> **Dataset extract**
-------------------------

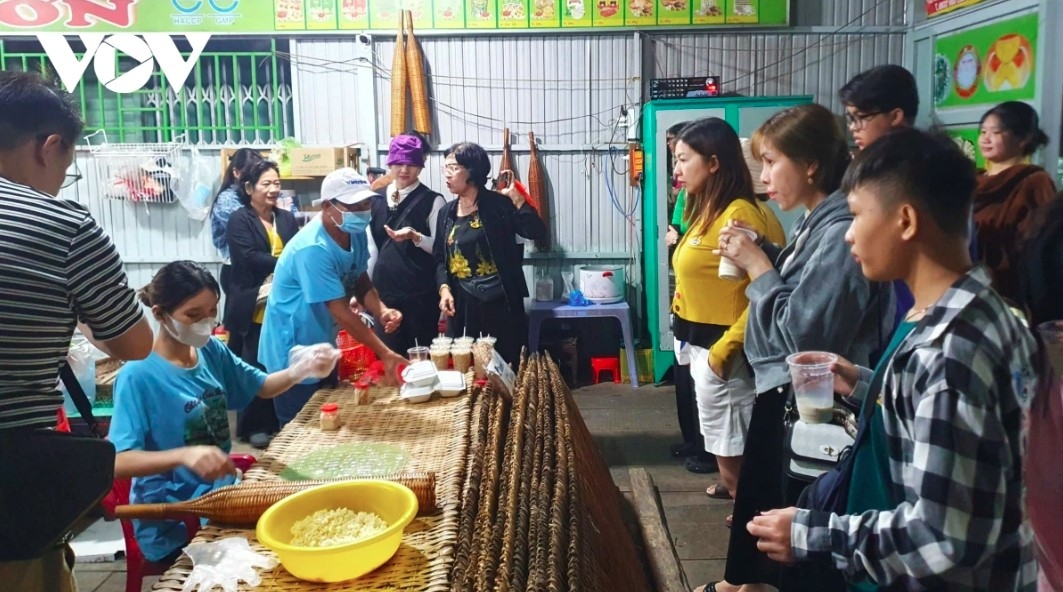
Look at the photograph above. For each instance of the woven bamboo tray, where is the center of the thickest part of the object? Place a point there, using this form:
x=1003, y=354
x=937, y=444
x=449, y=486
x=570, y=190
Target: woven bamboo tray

-------------------------

The answer should be all lines from the entries above that hold the word "woven".

Look at the photograph above. For each instance of the woven bamboo tray, where is the center of the thickest part of the object? Place a point there, using this form:
Target: woven bamboo tray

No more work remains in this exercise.